====== Data section ======

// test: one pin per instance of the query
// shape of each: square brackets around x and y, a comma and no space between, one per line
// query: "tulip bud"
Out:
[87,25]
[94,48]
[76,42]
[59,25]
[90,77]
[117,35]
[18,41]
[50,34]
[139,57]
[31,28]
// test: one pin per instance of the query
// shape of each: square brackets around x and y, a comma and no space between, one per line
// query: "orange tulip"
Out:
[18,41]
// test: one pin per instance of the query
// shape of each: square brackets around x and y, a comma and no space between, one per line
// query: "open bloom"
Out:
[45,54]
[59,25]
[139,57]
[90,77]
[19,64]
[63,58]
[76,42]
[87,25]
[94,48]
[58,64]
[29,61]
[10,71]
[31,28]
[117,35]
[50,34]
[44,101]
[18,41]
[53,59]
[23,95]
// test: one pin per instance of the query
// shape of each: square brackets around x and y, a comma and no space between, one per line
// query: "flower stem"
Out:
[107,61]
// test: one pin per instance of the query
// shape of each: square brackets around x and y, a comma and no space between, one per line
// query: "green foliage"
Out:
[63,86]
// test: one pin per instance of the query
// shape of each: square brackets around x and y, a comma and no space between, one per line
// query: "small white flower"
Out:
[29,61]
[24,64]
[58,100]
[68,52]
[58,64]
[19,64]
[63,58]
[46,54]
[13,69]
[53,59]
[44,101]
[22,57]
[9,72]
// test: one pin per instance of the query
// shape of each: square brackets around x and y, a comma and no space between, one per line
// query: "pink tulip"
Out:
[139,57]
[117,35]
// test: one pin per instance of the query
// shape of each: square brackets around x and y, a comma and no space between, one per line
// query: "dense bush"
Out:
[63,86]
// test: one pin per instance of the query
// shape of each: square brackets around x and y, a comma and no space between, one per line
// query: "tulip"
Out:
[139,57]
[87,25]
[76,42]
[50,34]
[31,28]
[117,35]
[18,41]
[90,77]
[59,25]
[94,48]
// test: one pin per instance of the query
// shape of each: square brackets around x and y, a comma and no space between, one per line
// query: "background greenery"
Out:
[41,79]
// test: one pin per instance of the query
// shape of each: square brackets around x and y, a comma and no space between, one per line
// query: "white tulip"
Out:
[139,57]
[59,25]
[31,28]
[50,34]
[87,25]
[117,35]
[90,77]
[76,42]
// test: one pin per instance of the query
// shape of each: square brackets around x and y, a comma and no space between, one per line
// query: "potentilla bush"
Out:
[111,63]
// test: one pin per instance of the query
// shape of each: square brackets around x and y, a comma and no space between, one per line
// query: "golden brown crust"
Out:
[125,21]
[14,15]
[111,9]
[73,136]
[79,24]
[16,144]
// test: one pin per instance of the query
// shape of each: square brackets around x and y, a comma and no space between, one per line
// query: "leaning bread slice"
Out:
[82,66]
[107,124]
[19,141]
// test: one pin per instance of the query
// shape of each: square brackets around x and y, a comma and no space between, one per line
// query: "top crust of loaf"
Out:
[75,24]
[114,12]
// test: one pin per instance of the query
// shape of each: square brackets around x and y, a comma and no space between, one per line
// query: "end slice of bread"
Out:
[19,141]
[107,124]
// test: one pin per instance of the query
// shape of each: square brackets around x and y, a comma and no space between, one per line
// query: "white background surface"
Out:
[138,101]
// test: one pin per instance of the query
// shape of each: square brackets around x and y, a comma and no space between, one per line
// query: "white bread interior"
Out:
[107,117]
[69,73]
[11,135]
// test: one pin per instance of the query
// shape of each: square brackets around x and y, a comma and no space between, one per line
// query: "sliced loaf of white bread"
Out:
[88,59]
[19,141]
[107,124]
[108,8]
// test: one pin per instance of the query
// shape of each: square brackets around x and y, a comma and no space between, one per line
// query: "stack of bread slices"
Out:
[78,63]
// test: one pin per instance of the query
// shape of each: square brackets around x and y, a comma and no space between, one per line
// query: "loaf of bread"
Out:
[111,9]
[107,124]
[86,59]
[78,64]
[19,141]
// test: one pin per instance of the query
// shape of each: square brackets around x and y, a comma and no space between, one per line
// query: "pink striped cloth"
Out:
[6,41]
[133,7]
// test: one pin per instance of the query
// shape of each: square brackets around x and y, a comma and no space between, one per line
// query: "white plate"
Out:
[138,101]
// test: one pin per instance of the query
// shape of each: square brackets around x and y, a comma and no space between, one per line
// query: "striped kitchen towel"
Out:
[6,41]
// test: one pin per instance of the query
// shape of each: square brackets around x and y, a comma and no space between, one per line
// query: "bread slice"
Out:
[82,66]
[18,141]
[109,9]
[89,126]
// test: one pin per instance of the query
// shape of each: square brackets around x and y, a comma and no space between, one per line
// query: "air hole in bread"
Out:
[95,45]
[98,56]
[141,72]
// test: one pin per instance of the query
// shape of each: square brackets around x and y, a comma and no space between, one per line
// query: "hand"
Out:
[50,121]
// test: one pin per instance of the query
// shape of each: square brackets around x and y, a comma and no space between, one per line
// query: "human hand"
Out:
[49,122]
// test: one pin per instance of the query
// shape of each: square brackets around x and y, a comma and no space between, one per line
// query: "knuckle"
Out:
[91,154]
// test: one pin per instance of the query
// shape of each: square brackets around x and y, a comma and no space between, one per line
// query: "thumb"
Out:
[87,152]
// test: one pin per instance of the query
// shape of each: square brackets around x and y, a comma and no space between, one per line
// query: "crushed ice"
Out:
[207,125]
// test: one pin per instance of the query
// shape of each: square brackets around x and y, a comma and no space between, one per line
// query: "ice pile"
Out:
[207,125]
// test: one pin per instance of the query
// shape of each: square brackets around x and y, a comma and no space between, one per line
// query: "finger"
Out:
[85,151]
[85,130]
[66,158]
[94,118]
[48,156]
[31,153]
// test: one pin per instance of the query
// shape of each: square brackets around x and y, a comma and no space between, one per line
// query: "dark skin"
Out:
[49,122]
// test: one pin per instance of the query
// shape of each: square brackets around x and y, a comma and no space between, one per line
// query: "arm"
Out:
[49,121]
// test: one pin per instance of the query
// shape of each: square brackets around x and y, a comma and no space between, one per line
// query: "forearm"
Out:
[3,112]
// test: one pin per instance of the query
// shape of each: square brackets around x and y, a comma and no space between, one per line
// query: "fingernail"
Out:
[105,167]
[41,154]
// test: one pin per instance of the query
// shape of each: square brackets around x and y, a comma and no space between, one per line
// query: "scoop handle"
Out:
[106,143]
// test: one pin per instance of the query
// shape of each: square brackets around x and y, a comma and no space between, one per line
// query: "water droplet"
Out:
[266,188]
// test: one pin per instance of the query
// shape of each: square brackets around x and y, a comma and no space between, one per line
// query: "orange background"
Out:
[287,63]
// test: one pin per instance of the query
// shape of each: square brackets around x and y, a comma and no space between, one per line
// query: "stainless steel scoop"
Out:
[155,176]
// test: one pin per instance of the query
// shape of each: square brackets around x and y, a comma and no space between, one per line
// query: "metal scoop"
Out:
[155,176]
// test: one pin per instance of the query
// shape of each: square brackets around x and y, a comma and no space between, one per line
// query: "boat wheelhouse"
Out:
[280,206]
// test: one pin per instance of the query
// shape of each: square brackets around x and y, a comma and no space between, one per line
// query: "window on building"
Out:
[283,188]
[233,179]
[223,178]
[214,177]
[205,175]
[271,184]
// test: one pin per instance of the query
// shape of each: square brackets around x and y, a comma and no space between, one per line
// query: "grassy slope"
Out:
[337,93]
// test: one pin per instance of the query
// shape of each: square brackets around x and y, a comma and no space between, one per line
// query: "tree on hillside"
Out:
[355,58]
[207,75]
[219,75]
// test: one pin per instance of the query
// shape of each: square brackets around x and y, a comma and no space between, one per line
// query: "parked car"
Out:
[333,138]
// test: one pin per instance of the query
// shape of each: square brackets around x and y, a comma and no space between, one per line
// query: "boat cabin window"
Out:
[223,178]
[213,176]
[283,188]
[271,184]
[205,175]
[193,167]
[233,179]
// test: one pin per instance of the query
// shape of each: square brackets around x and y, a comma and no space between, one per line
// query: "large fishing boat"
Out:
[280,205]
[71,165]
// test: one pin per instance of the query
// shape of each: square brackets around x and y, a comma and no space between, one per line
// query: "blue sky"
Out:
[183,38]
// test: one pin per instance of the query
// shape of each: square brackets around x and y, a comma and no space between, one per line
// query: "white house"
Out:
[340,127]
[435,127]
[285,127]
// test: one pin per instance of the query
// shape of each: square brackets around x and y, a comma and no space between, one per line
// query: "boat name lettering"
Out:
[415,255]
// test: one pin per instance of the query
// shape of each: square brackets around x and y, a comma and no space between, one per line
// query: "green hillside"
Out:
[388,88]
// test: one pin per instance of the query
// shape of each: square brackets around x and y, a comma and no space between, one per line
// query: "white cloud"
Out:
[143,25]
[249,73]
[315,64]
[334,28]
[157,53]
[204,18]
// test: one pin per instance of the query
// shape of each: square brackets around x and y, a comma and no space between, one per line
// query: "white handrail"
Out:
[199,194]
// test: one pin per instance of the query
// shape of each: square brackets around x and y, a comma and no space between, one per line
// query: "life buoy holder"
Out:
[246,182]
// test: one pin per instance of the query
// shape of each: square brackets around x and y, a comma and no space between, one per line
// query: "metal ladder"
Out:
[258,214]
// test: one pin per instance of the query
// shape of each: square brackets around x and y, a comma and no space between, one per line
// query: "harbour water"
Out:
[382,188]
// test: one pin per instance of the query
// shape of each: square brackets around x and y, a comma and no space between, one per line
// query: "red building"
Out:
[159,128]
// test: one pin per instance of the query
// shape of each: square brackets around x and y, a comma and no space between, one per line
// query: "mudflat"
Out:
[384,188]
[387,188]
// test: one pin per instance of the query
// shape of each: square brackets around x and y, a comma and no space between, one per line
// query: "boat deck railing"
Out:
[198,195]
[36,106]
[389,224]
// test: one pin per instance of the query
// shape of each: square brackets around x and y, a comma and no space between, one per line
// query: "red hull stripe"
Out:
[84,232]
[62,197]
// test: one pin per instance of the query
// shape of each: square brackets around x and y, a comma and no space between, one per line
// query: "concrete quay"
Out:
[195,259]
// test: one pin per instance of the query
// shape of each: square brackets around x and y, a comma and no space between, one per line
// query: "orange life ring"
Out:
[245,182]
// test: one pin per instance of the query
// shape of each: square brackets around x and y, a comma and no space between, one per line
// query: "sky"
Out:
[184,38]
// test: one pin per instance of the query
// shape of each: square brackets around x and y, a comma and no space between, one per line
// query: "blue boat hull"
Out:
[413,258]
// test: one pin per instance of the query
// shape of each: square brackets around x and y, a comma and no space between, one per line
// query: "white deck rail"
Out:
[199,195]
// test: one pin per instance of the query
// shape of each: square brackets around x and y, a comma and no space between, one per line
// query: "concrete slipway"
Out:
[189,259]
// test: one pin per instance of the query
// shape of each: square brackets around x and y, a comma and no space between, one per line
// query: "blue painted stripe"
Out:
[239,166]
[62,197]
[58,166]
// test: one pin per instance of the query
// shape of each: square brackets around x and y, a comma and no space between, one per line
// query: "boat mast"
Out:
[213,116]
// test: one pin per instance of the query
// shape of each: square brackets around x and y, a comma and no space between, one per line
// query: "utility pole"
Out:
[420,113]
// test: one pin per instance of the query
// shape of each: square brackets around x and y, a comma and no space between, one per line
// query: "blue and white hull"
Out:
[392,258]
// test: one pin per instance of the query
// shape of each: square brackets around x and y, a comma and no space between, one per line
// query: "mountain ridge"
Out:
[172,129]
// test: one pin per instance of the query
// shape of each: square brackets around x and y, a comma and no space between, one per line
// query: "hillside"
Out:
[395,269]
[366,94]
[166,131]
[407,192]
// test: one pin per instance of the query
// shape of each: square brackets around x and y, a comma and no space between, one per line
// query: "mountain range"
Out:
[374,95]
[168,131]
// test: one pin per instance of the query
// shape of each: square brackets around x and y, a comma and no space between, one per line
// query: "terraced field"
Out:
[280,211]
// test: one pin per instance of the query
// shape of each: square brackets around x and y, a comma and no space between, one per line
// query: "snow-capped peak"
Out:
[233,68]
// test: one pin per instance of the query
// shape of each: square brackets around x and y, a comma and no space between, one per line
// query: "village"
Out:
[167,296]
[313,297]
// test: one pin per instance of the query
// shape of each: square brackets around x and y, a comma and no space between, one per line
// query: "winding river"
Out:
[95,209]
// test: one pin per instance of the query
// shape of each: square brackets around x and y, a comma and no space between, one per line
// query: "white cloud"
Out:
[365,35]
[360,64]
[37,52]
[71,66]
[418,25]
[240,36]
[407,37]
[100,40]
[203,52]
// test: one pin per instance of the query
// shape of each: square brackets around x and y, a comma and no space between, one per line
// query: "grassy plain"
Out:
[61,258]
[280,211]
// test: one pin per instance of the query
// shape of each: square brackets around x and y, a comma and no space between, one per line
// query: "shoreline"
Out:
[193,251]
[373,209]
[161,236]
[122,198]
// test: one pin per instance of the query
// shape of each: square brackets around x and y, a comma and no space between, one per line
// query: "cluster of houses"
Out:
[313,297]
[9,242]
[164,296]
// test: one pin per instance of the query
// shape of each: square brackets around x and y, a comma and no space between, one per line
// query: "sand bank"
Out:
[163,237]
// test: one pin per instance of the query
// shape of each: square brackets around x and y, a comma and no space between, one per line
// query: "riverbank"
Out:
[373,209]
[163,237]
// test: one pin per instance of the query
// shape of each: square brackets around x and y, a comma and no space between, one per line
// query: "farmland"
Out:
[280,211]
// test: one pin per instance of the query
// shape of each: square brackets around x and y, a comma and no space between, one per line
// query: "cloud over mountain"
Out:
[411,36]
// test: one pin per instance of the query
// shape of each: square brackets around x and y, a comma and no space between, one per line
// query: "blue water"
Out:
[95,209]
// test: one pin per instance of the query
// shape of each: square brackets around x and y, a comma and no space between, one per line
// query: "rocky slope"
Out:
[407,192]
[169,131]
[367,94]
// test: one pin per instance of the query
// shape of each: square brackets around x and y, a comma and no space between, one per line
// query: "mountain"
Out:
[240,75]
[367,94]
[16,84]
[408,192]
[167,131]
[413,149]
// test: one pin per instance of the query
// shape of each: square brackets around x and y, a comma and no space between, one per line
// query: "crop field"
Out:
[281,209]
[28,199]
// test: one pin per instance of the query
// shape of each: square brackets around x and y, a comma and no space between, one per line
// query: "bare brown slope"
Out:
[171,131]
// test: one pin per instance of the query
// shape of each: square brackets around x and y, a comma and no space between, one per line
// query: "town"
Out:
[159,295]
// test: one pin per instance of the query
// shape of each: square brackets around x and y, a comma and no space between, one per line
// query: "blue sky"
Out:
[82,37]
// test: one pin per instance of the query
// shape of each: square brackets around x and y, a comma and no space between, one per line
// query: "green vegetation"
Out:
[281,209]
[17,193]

======

### What to do
Extract every line of the rows above that contains the string "background". Matching is case-sensitive.

### Solution to this problem
// query: "background greenery"
// query: "white background surface"
// query: "orange background"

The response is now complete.